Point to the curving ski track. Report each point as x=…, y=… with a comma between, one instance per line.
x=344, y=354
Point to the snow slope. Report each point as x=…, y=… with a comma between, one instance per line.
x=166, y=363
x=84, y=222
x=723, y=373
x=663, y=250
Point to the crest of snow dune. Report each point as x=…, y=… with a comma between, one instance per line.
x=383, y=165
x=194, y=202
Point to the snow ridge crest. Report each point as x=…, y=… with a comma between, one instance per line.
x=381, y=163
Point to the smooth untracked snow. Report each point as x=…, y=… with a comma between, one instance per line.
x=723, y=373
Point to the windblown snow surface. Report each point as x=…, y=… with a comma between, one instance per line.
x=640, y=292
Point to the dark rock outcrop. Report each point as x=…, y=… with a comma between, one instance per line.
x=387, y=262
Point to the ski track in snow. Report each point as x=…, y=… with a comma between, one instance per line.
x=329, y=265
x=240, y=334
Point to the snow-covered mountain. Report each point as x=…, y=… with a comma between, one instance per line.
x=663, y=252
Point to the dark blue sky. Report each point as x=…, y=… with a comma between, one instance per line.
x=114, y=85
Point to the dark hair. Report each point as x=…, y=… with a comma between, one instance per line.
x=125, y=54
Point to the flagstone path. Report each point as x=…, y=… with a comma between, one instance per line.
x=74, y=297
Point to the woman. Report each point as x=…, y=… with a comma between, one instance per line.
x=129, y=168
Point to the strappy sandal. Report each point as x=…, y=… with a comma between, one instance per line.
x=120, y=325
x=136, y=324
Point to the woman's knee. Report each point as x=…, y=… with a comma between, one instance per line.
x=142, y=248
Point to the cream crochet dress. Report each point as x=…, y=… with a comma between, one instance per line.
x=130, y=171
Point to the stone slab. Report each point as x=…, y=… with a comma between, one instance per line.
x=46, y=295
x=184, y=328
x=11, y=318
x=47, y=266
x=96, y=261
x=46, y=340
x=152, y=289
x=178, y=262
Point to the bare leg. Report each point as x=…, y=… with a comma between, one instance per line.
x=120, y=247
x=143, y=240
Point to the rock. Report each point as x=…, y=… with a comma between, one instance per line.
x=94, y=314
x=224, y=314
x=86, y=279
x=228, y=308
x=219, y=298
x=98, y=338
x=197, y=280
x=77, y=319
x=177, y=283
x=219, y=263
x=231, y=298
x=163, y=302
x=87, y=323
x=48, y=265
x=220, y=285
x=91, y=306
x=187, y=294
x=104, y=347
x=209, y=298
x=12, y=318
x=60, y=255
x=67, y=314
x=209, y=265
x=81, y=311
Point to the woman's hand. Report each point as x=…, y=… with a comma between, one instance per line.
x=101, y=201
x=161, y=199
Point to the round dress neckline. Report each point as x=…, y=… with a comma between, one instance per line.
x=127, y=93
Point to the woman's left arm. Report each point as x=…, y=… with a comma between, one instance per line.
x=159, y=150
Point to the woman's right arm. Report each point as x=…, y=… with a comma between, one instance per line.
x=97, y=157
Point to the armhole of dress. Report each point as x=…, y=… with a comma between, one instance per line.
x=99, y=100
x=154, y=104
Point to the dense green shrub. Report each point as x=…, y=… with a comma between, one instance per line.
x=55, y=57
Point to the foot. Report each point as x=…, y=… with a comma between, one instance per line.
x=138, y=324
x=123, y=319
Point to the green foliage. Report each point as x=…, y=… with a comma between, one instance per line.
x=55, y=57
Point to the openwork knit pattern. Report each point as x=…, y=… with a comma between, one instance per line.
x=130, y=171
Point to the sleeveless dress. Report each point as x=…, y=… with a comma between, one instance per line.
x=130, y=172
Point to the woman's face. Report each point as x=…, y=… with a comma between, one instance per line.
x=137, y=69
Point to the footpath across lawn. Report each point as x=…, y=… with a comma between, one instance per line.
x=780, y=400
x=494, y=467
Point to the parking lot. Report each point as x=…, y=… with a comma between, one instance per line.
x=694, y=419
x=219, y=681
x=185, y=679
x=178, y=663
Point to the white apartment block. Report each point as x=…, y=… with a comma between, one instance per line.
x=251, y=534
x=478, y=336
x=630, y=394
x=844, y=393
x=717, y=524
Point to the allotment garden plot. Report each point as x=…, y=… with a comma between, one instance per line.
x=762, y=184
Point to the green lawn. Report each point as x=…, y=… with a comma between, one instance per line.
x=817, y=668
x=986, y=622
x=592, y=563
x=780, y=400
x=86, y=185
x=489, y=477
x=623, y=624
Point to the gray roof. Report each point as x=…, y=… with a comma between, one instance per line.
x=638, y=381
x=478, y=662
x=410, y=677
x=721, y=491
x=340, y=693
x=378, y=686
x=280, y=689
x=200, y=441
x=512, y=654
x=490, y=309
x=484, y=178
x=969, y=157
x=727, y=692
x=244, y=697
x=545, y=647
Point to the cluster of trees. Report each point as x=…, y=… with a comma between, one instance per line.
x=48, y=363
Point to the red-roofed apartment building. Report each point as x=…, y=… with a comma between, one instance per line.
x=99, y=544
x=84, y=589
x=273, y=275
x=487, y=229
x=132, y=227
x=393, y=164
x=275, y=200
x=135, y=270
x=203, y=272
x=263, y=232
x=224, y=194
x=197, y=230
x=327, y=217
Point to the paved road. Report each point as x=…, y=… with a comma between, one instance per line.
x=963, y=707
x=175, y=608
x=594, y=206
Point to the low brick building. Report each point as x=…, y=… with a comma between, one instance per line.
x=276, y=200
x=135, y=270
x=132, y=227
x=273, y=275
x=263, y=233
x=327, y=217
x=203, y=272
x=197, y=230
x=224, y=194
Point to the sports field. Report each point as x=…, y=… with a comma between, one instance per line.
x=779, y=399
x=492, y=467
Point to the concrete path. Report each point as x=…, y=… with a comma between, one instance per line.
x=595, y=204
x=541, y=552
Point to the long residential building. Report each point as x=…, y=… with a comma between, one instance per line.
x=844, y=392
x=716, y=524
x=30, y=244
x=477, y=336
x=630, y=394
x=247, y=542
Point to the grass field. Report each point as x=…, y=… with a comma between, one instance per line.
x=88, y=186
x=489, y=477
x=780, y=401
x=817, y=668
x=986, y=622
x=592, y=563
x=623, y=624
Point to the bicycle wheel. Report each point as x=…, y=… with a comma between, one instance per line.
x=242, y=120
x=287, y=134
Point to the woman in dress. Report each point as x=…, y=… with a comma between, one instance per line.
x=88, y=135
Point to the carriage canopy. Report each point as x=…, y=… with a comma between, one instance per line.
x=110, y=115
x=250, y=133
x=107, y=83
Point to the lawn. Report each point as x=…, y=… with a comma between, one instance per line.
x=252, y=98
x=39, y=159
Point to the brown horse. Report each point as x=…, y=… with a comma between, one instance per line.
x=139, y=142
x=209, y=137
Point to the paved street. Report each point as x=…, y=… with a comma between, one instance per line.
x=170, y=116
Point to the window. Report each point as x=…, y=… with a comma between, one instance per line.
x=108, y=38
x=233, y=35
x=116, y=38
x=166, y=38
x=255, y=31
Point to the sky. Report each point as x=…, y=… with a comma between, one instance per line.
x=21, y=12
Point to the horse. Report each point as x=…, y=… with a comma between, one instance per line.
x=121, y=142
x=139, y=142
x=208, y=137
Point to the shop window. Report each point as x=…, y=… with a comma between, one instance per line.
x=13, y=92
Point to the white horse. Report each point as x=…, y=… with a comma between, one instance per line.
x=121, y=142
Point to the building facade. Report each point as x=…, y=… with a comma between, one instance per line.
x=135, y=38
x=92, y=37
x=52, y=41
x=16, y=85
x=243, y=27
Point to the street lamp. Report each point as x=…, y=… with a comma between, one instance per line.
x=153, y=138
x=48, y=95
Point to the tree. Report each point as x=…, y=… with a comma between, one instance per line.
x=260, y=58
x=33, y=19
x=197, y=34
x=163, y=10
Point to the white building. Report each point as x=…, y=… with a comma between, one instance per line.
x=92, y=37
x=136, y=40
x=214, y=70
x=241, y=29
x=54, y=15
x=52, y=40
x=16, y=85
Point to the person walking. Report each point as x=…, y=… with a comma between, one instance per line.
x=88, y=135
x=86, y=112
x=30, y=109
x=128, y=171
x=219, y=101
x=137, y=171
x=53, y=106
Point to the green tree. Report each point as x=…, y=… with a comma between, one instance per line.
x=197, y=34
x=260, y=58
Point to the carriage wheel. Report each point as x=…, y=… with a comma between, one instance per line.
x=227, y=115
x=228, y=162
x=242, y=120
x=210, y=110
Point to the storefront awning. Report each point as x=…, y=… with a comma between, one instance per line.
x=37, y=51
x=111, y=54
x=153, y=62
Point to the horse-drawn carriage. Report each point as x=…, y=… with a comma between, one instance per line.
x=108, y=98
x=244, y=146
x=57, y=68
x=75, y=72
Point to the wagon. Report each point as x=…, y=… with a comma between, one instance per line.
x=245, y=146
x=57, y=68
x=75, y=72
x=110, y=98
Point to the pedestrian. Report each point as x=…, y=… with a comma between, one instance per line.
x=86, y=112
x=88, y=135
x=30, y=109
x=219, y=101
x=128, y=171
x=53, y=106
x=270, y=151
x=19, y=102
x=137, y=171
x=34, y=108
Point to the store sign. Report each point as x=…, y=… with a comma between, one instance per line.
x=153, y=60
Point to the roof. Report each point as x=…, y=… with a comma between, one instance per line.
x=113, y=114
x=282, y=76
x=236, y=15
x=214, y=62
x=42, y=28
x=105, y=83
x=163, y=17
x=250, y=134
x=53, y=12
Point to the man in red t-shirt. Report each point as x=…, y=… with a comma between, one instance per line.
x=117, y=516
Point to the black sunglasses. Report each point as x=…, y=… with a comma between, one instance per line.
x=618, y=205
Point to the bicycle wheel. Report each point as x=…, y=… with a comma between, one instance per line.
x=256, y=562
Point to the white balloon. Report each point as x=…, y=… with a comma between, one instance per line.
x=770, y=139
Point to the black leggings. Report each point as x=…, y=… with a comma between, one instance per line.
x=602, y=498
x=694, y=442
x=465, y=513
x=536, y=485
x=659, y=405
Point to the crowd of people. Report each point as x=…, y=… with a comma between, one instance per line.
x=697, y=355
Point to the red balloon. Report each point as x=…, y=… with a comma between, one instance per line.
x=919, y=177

• _Exercise_
Return the data unchanged, from the line with "Point to the bare" up to and including the line with "x=127, y=93".

• _Solution to the exercise_
Point to the bare leg. Report each point as x=…, y=… with a comma between, one instance per line.
x=120, y=247
x=143, y=240
Point to the rock. Report each point as x=…, y=… with a comma between, one instance per line.
x=94, y=314
x=224, y=314
x=86, y=279
x=228, y=308
x=219, y=298
x=98, y=338
x=197, y=280
x=77, y=319
x=177, y=283
x=219, y=263
x=231, y=298
x=163, y=302
x=87, y=323
x=48, y=265
x=220, y=285
x=91, y=306
x=187, y=294
x=104, y=347
x=209, y=298
x=12, y=318
x=60, y=255
x=67, y=314
x=209, y=265
x=81, y=311
Point to the woman's hand. Report each point as x=…, y=… with a comma between, one instance per line.
x=101, y=201
x=161, y=199
Point to the round dress neckline. Report each point as x=…, y=… with a comma between, one instance per line.
x=127, y=93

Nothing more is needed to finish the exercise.